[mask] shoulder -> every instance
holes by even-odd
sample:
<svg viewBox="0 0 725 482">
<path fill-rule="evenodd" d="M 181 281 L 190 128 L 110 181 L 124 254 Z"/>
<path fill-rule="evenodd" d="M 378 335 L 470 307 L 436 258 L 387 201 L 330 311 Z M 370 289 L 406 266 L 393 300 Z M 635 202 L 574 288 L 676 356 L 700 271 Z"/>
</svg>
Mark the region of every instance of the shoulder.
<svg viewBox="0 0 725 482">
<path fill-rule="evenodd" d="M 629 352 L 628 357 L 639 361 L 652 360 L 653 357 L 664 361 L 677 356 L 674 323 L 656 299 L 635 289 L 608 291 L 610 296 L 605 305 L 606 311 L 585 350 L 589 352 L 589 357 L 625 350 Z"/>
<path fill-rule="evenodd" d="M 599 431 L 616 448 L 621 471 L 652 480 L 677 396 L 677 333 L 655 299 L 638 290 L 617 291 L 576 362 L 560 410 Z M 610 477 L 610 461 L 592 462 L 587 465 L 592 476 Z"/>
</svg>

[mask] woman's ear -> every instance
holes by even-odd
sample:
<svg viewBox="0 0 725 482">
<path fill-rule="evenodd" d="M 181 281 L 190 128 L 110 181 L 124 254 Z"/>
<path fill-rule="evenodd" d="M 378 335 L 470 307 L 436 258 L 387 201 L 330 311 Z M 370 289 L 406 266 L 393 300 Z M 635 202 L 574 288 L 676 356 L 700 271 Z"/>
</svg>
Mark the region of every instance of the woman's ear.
◆ ◆ ◆ ◆ ◆ ◆ ◆
*WORK REQUIRED*: Please render every line of the material above as a Markdown table with two columns, Row for the row number and Line for the line itself, and skip blank lines.

*ANSWER TO THIS PROBLEM*:
| Row | Line |
|---|---|
| 1 | [mask] shoulder -> every instance |
| 2 | holes by even-odd |
| 3 | sample: |
| 4 | <svg viewBox="0 0 725 482"> |
| 5 | <path fill-rule="evenodd" d="M 181 281 L 190 128 L 110 181 L 124 254 Z"/> |
| 6 | <path fill-rule="evenodd" d="M 378 335 L 470 307 L 436 258 L 387 201 L 330 311 Z M 370 289 L 406 266 L 393 300 Z M 635 202 L 574 288 L 676 356 L 700 271 Z"/> |
| 7 | </svg> |
| 8 | Mark the region of every instance of the shoulder. |
| 9 | <svg viewBox="0 0 725 482"> |
| 10 | <path fill-rule="evenodd" d="M 629 352 L 628 357 L 639 361 L 652 360 L 653 357 L 664 361 L 677 356 L 674 323 L 656 299 L 635 289 L 608 291 L 610 296 L 605 305 L 606 311 L 585 350 L 589 352 L 589 357 L 625 350 Z"/> |
| 11 | <path fill-rule="evenodd" d="M 599 431 L 616 448 L 621 471 L 652 480 L 677 396 L 677 333 L 655 299 L 638 290 L 617 291 L 576 362 L 560 410 Z M 610 477 L 610 461 L 592 462 L 587 465 L 592 476 Z"/> |
| 12 | </svg> |
| 13 | [mask] woman's ear -> every instance |
| 14 | holes by even-odd |
| 15 | sample: |
| 16 | <svg viewBox="0 0 725 482"> |
| 17 | <path fill-rule="evenodd" d="M 181 281 L 190 128 L 110 181 L 124 254 Z"/> |
| 18 | <path fill-rule="evenodd" d="M 378 335 L 470 307 L 436 258 L 387 201 L 330 311 Z M 370 289 L 406 266 L 393 300 Z M 635 202 L 574 288 L 676 356 L 700 271 Z"/> |
| 19 | </svg> |
| 20 | Mark the region of every instance of the woman's ear. |